__WORK TO COMPLETE__:
Copy out the entries from the line containing "Could you please indicate the white gas" through the end of the entries, both ends included, keeping the requests unchanged and multiplying every point coordinate in the answers by 1.8, rounded to whole numbers with halves rounded up. Omit the pictures.

Excerpts of pointing data
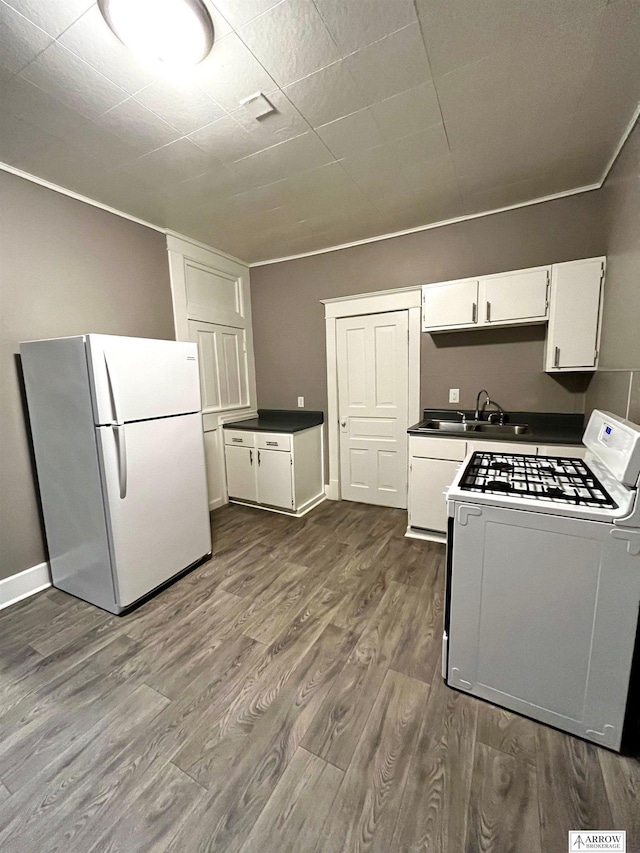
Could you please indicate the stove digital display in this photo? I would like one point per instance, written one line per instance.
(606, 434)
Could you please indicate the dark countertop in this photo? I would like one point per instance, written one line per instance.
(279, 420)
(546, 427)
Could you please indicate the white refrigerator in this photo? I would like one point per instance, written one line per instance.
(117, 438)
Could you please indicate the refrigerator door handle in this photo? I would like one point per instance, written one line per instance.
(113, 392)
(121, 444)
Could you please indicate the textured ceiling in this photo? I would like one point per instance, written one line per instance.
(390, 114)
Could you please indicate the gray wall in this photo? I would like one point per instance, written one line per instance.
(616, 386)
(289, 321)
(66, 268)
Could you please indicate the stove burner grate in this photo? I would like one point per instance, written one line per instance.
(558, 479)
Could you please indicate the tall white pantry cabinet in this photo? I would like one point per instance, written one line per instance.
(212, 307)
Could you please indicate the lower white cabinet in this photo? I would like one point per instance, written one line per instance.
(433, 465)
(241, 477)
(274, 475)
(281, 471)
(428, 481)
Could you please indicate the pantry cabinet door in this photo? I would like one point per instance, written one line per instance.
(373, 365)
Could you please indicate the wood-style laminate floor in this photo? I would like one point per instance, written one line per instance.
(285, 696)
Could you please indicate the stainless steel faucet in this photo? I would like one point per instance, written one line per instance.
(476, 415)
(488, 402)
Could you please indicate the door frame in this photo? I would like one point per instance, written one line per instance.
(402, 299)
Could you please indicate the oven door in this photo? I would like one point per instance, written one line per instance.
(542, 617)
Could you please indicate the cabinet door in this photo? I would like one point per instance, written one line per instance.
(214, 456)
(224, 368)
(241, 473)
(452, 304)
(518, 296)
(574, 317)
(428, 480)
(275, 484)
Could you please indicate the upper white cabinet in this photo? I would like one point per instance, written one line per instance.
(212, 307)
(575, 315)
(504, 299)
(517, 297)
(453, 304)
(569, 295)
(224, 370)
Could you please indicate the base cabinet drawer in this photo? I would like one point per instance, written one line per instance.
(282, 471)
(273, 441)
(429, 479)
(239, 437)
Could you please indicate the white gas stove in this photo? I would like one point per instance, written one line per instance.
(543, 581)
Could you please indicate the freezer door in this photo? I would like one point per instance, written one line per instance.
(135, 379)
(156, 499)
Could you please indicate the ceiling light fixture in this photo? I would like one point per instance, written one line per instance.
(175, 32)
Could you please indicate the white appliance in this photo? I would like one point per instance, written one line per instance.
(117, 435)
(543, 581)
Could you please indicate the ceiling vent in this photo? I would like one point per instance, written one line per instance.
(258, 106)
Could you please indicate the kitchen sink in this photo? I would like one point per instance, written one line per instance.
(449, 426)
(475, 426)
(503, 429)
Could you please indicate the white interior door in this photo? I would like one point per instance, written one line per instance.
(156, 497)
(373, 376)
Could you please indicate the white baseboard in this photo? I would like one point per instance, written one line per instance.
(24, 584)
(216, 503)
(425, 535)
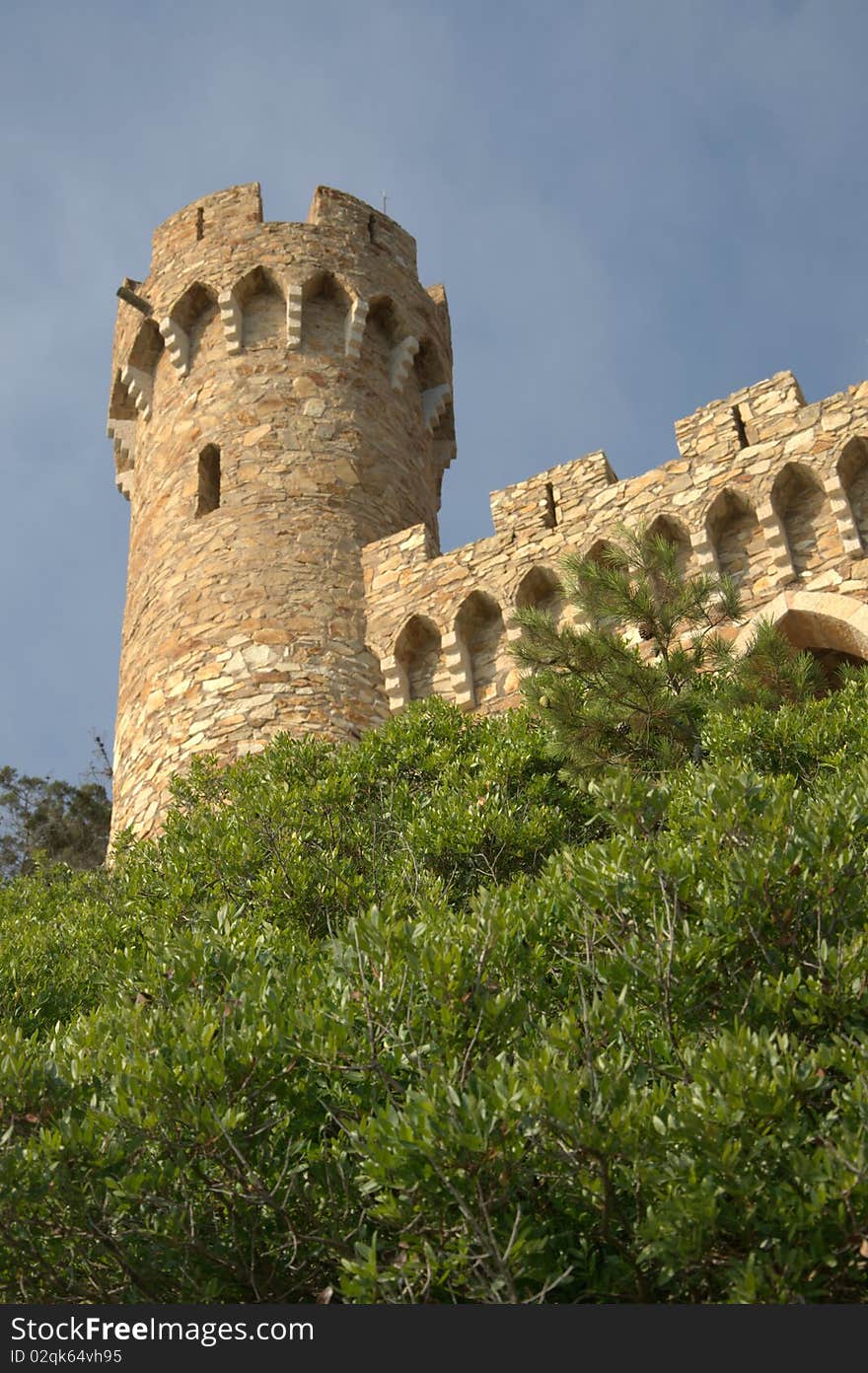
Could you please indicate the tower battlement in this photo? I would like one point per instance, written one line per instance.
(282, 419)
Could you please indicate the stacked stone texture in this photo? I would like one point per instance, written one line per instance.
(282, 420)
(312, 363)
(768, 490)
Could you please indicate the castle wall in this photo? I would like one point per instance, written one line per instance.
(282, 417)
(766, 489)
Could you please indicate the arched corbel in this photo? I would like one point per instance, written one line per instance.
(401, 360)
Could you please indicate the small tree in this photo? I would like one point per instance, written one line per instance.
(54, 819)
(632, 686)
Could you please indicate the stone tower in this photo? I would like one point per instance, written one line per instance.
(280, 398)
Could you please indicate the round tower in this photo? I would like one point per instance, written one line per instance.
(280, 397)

__OUTPUT OF THE TASK__:
Could you please indicate the white gas stove in this photo? I would like one point per instance, written one line per instance.
(977, 1046)
Could you please indicate the freezer door in this photo? I would like one point per instance, written one line per instance.
(243, 682)
(281, 898)
Could you please indicate the ceiling light fixture in this photo? I would like one point per instance, written one line per instance.
(315, 58)
Could you please indicate the white appliance in this photo? I would like one point per instance, written one line per instance.
(211, 783)
(977, 1046)
Could you please indicate the ceiling vent in this photo? I would like one point per instance, written one line per instance.
(464, 191)
Could you please indicate the kitchen sink in this photo? I would like one point per instance, written one line per instance.
(808, 767)
(855, 767)
(905, 772)
Could you please indicate the white interior door in this photo? I would like one point per instance, written one line per instance.
(281, 895)
(671, 677)
Could you please indicate the white baseboard in this photo? I would like one point per instance, written one line per instance.
(43, 1051)
(389, 905)
(765, 963)
Could you please indicate the tower battlement in this photo? I would like one point per instance, written one line per instance.
(508, 754)
Could you please indicate the stacked stone texture in this photo? I would like one point per instance, written one line per instance.
(508, 756)
(562, 653)
(1382, 882)
Could you please indicate the castle wall in this photo? I would like one point per instance, written one line per instance.
(508, 751)
(1379, 880)
Could you please indicate the arched corbel in this photo? I would like one point per instance, written one line per instance.
(722, 648)
Could you please indicate the small tree in this photo? I would like one point per instance, written one line per instance.
(97, 1474)
(1138, 1235)
Could you please indicate the stone tower in this photo? I would like one point per instance, written one line per instance.
(504, 716)
Could you please indicate the round tower in this photo? I would like one point per instance, written one line per instance.
(504, 715)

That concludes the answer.